**ACTION ITEM**
Would you please set down the entries below exactly as shown?

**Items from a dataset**
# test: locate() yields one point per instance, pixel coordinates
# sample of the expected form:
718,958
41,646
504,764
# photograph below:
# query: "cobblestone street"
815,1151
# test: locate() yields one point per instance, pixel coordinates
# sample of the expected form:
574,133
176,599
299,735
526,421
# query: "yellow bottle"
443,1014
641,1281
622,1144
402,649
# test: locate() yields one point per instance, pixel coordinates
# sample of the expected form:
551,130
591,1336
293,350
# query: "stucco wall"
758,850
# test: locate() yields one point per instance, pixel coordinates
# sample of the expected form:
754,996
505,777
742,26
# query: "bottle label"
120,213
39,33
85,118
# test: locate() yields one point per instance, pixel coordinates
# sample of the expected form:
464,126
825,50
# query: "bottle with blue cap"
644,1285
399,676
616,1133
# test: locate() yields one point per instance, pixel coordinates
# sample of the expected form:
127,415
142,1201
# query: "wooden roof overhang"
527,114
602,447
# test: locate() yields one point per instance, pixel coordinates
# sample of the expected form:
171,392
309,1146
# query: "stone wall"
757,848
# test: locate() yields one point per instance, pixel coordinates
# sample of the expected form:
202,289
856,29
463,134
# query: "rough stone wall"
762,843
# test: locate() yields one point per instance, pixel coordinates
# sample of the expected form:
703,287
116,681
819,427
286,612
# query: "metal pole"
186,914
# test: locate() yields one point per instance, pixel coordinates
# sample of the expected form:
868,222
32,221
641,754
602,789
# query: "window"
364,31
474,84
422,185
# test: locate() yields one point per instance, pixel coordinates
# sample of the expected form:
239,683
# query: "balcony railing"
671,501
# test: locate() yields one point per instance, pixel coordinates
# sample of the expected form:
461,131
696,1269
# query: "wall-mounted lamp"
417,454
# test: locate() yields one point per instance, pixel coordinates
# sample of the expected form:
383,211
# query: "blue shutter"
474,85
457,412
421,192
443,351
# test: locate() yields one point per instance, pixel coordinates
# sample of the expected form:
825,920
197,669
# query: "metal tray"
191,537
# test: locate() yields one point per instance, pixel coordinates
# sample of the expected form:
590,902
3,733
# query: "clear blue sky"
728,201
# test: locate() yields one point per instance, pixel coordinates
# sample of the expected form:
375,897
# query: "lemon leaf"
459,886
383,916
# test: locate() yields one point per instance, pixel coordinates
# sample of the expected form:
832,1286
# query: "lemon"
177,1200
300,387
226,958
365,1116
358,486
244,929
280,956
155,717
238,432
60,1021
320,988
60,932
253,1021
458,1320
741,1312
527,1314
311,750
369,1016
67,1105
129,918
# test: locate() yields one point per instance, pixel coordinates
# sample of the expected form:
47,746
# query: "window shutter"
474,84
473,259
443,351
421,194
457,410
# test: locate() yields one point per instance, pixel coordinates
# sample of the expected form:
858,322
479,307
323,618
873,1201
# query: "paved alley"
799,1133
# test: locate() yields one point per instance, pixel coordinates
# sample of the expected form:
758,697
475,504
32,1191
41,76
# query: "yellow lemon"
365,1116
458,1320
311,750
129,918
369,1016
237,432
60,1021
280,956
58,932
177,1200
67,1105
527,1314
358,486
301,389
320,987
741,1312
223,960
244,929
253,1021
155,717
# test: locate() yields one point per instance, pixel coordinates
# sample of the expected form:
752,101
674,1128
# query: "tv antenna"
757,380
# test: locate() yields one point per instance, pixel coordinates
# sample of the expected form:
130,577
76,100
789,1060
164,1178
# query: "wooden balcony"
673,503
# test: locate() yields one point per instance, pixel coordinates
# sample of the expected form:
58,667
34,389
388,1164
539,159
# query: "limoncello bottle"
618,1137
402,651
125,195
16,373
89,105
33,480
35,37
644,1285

**EXPECTED ANSWER**
# test: locate() yields one point per instance, pixel coordinates
# sample of the expected form:
718,958
41,646
504,764
# photograph below:
# query: "cobblestone street"
815,1151
# test: locate() yields one point per instance, pixel coordinates
# sample of the expected form:
574,133
176,599
299,735
526,421
# query: "yellow bottle"
443,1014
641,1281
622,1144
402,649
# test: locate() yields one point per instance, pixel coordinates
# sample of the expected form:
551,130
591,1336
293,350
# query: "stucco wall"
758,850
# test: locate() yields one point per instance, pixel coordinates
# sample of the expected form:
754,996
505,777
742,26
# query: "bottle label"
120,213
39,33
85,118
# test: locate() yields one point per instance, pixel coordinates
# sample of the expected form:
464,126
825,50
# query: "bottle with blue cap"
644,1285
399,676
616,1133
# test: locate() yields one point per instance, pixel coordinates
# sample of the expected form:
127,415
142,1201
# query: "wooden roof overhang"
527,114
602,447
# test: locate() yields one point per instance, pixel coordinates
# sample of the expected form:
171,392
309,1146
# query: "stone wall"
757,848
# test: locate() yields one point per instance, pixel coordinates
# sample of the expected form:
202,289
856,29
463,134
# query: "rough stone wall"
762,843
# test: locate() yields one point per instance, pixel coordinates
# sample of the expected form:
703,287
116,681
819,427
286,612
# query: "metal pole"
186,914
# test: locate() yields one point per instance, pixel coordinates
# sample of the expected form:
868,222
32,221
641,754
602,789
# query: "window"
364,31
474,84
422,185
# test: locate() yields one point per instance, pixel coordinates
# sample of the expected form:
239,683
# query: "balcony railing"
671,501
# test: locate() yields one point per instance, pixel coordinates
# sample of the expected form:
461,131
696,1269
# query: "wall-mounted lamp"
417,454
# test: locate() yields one point per instance, pixel coordinates
# sample of the expected form:
383,211
# query: "blue shutter"
474,85
457,412
421,192
443,351
# test: locate() yields one point per instance, pixel coordinates
# sample of the expected form:
825,920
197,669
# query: "metal tray"
191,537
# test: locate() yields one point per instance, pixel coordinates
# sample of the expected form:
590,902
3,733
# query: "clear blue sky"
728,201
# test: locate() yields one point per instance, pixel coordinates
# sample of the expected form:
375,897
# query: "lemon leaf"
459,886
383,916
# test: locate() yields one point per instance, pixel coordinates
# sample of the expected form:
832,1286
# query: "lemon"
177,1200
300,387
226,958
365,1116
358,486
244,929
280,956
155,717
238,432
60,1021
320,988
60,932
253,1021
458,1320
741,1312
527,1314
311,750
369,1016
67,1105
129,918
# test: locate() yields one point per instance, pixel coordinates
# sample of the expected form:
47,746
# query: "window shutter"
474,84
473,259
443,351
421,194
457,410
# test: locate() yields one point per instance, pixel coordinates
# sample of the expected form:
858,322
479,307
323,618
873,1201
# query: "paved alley"
799,1133
# test: locate() yields one point per instance, pixel coordinates
# sample of the expected form:
758,697
475,504
32,1191
41,76
# query: "yellow lemon"
365,1116
458,1320
311,750
129,918
369,1016
237,432
60,1021
280,956
58,932
177,1200
67,1105
527,1314
358,486
301,389
320,987
741,1312
223,960
244,929
253,1021
155,717
# test: locate() yields one point per instance, pixel coordinates
# sample of the expected form:
752,101
674,1128
# query: "tv antenna"
757,380
# test: locate() yields one point per instance, pixel coordinates
# sample of the expected form:
130,577
76,100
789,1060
164,1178
# query: "wooden balcony"
673,503
# test: locate() yields one point per instance, pixel coordinates
# sample of the expected form:
58,667
34,389
388,1164
539,159
# query: "limoncello bottle"
618,1137
402,651
125,195
16,373
89,105
33,480
35,37
644,1285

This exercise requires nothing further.